(Beginning of SOURCE DATA)

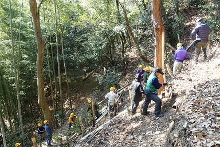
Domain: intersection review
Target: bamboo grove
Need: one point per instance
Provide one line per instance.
(77, 38)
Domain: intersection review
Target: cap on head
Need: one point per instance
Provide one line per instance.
(138, 76)
(39, 125)
(159, 70)
(140, 66)
(17, 144)
(71, 114)
(199, 20)
(112, 89)
(46, 122)
(89, 100)
(179, 44)
(147, 68)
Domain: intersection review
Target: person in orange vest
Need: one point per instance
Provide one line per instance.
(49, 132)
(136, 92)
(41, 131)
(17, 144)
(146, 74)
(71, 120)
(112, 98)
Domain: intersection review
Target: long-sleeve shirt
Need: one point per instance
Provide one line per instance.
(40, 130)
(136, 90)
(48, 129)
(111, 96)
(181, 54)
(201, 32)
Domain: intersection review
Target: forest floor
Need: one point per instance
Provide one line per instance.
(195, 122)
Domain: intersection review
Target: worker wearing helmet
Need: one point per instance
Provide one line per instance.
(151, 92)
(201, 33)
(96, 108)
(40, 130)
(17, 144)
(146, 73)
(71, 119)
(140, 70)
(136, 92)
(180, 55)
(49, 132)
(112, 97)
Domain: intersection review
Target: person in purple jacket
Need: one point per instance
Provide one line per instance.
(180, 55)
(201, 32)
(141, 72)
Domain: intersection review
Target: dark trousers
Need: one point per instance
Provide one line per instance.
(49, 138)
(97, 114)
(134, 106)
(156, 99)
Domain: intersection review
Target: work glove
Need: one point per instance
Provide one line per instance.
(164, 84)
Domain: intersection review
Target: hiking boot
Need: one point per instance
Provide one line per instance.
(159, 115)
(148, 112)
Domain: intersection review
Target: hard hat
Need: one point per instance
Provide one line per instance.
(159, 70)
(17, 144)
(112, 89)
(71, 114)
(45, 122)
(199, 20)
(138, 76)
(89, 100)
(39, 124)
(147, 68)
(179, 44)
(140, 66)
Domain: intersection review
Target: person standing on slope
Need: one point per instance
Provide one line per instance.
(136, 92)
(180, 55)
(151, 92)
(201, 32)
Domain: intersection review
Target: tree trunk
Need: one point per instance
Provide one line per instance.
(3, 130)
(64, 64)
(40, 57)
(159, 37)
(58, 60)
(16, 66)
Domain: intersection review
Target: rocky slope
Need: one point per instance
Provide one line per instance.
(194, 122)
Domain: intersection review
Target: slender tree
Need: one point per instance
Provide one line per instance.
(3, 130)
(16, 73)
(159, 36)
(58, 60)
(40, 58)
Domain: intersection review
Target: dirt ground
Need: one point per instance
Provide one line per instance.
(195, 122)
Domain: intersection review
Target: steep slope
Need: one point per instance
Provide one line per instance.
(195, 122)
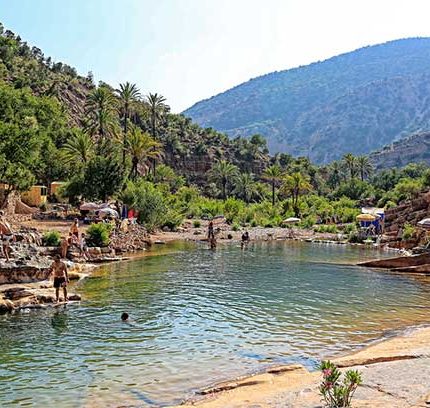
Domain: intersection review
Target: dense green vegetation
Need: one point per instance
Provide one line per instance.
(118, 144)
(355, 102)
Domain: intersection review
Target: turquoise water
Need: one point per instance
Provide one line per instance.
(199, 317)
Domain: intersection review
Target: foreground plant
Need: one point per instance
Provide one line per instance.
(337, 393)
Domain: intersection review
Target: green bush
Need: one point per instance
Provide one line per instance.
(331, 228)
(337, 393)
(99, 235)
(52, 238)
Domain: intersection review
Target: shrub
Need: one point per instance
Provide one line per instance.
(99, 235)
(331, 228)
(52, 238)
(337, 393)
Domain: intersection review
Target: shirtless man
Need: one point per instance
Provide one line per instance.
(61, 278)
(6, 235)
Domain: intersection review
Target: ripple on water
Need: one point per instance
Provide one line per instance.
(197, 317)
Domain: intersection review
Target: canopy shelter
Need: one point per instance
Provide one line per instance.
(291, 220)
(366, 217)
(108, 212)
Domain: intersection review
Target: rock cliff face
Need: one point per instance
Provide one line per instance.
(413, 149)
(409, 211)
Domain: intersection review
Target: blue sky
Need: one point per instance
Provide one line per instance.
(188, 50)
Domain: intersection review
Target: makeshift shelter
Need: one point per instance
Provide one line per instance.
(36, 196)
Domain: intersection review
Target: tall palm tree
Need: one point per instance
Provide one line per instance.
(223, 173)
(364, 167)
(143, 149)
(79, 148)
(245, 187)
(335, 174)
(100, 109)
(296, 185)
(350, 162)
(273, 174)
(157, 107)
(128, 94)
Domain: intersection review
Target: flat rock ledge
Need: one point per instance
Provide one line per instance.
(396, 373)
(27, 287)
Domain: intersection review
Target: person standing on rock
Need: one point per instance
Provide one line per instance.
(61, 278)
(6, 235)
(74, 229)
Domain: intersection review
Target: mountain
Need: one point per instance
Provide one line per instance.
(32, 84)
(412, 149)
(355, 102)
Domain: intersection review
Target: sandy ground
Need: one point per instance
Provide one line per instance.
(396, 374)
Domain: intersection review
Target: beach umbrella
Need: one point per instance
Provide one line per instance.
(218, 219)
(291, 220)
(366, 217)
(108, 211)
(425, 223)
(89, 206)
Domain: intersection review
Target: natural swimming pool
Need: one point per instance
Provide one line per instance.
(198, 317)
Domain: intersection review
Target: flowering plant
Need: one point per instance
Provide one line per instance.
(337, 393)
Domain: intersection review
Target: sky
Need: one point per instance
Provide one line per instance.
(189, 50)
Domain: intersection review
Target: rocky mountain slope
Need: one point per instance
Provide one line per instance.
(412, 149)
(355, 102)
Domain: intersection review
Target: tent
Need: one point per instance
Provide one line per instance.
(291, 220)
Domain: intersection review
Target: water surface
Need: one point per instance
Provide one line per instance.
(198, 317)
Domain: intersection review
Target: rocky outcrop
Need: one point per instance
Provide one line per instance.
(398, 262)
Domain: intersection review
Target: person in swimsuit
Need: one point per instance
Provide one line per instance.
(74, 229)
(6, 236)
(61, 278)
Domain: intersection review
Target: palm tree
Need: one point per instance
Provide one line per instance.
(350, 162)
(335, 174)
(100, 109)
(79, 148)
(273, 174)
(157, 107)
(245, 187)
(128, 94)
(295, 185)
(364, 166)
(142, 148)
(222, 173)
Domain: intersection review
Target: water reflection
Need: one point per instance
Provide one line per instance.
(199, 316)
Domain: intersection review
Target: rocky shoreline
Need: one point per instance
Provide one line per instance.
(396, 373)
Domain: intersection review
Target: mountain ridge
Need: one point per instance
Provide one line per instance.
(275, 103)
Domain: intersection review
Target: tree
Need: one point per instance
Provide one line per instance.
(142, 149)
(128, 94)
(223, 173)
(273, 174)
(350, 163)
(335, 174)
(157, 109)
(364, 166)
(100, 109)
(245, 187)
(79, 148)
(295, 185)
(103, 178)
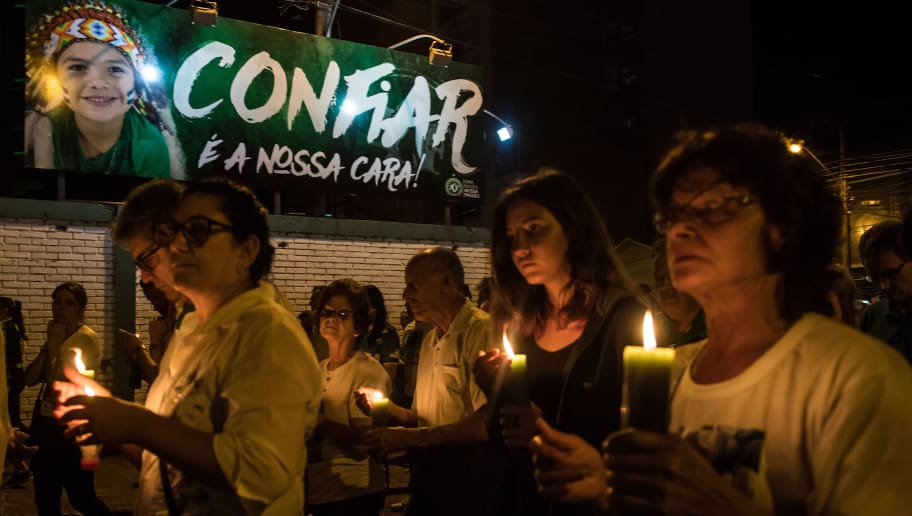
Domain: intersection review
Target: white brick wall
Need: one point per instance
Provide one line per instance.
(36, 255)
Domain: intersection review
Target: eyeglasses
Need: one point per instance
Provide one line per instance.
(715, 209)
(886, 275)
(342, 315)
(148, 259)
(196, 230)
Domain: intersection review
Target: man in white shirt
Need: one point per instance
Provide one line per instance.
(454, 470)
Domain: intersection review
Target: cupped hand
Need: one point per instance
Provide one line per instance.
(97, 418)
(567, 468)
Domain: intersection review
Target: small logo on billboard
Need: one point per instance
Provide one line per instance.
(453, 187)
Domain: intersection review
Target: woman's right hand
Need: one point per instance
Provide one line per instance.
(567, 468)
(90, 413)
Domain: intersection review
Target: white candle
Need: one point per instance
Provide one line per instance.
(91, 452)
(647, 376)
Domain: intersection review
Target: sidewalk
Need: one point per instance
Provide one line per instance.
(115, 484)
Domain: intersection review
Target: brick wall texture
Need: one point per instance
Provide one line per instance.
(36, 255)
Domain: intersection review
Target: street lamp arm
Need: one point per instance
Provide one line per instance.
(815, 158)
(495, 117)
(416, 38)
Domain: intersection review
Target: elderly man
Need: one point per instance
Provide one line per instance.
(147, 206)
(887, 267)
(453, 469)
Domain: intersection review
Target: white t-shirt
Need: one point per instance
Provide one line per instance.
(339, 475)
(445, 390)
(820, 424)
(249, 376)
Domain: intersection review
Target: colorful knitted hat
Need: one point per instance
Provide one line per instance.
(76, 21)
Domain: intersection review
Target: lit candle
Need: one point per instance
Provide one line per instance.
(647, 376)
(90, 453)
(380, 409)
(515, 391)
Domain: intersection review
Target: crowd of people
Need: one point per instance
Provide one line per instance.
(779, 402)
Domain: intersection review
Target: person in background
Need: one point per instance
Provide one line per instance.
(145, 362)
(565, 301)
(310, 321)
(843, 295)
(887, 267)
(148, 205)
(679, 318)
(782, 410)
(14, 446)
(446, 435)
(14, 333)
(56, 464)
(209, 428)
(381, 341)
(342, 479)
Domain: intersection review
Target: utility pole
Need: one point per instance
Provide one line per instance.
(322, 12)
(844, 197)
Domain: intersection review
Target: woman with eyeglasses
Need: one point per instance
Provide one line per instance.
(341, 478)
(225, 423)
(781, 410)
(56, 464)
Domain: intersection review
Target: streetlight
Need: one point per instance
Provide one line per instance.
(506, 130)
(798, 147)
(439, 53)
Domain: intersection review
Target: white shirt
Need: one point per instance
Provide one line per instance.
(820, 424)
(249, 376)
(445, 390)
(339, 475)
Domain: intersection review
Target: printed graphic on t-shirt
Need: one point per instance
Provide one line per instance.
(736, 454)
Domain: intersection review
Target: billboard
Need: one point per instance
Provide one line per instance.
(129, 87)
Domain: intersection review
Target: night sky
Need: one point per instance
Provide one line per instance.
(599, 87)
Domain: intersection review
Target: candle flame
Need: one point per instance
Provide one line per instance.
(648, 332)
(508, 349)
(80, 366)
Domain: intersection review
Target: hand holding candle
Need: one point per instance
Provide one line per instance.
(90, 453)
(647, 377)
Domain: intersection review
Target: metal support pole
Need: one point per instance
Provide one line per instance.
(844, 197)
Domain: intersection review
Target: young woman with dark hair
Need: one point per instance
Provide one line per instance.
(781, 410)
(562, 296)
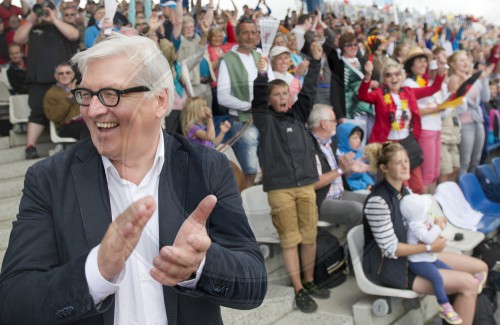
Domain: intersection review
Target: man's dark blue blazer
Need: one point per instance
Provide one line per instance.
(65, 212)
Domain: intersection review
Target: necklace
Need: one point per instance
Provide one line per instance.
(391, 105)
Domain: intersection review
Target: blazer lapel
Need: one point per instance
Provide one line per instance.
(171, 201)
(93, 198)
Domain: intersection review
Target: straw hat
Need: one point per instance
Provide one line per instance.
(416, 52)
(278, 50)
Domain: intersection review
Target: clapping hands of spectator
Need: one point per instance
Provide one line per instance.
(262, 64)
(301, 68)
(487, 71)
(49, 15)
(154, 22)
(106, 23)
(316, 50)
(368, 70)
(225, 126)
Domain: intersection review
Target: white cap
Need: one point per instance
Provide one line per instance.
(433, 65)
(415, 207)
(277, 50)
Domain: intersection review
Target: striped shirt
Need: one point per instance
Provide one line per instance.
(378, 215)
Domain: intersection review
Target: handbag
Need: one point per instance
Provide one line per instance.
(413, 150)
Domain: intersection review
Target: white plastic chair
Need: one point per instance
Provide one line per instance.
(258, 213)
(19, 110)
(356, 240)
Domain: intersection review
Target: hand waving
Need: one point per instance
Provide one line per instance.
(178, 262)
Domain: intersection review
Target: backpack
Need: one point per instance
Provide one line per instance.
(330, 269)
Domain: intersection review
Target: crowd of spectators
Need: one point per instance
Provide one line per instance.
(391, 92)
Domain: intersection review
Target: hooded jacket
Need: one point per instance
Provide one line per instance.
(356, 181)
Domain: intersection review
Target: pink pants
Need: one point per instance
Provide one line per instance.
(430, 142)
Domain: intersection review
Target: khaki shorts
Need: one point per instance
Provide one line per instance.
(450, 158)
(295, 215)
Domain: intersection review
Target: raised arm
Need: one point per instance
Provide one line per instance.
(69, 31)
(363, 94)
(21, 36)
(177, 21)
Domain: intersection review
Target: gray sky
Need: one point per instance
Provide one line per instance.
(489, 9)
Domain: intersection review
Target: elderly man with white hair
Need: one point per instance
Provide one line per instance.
(132, 226)
(335, 204)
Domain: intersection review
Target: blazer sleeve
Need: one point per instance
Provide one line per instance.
(234, 274)
(35, 286)
(364, 95)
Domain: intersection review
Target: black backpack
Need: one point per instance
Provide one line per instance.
(330, 269)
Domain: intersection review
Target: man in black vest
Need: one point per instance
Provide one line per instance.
(50, 42)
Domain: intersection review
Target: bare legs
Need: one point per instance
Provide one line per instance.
(459, 281)
(292, 265)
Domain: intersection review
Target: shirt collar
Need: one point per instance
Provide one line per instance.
(326, 142)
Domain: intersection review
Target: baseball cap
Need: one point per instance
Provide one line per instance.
(171, 4)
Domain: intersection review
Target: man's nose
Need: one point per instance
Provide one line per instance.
(96, 107)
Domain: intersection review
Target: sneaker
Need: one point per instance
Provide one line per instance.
(315, 291)
(304, 303)
(449, 315)
(481, 279)
(31, 153)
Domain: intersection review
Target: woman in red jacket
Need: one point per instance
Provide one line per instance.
(397, 116)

(End of SOURCE DATA)

== ASSIGNMENT ==
Could you return all lines from the records that include the word "standing"?

== SOLUTION TO THE PROBLEM ==
Target: person standing on slope
Target: person standing on rock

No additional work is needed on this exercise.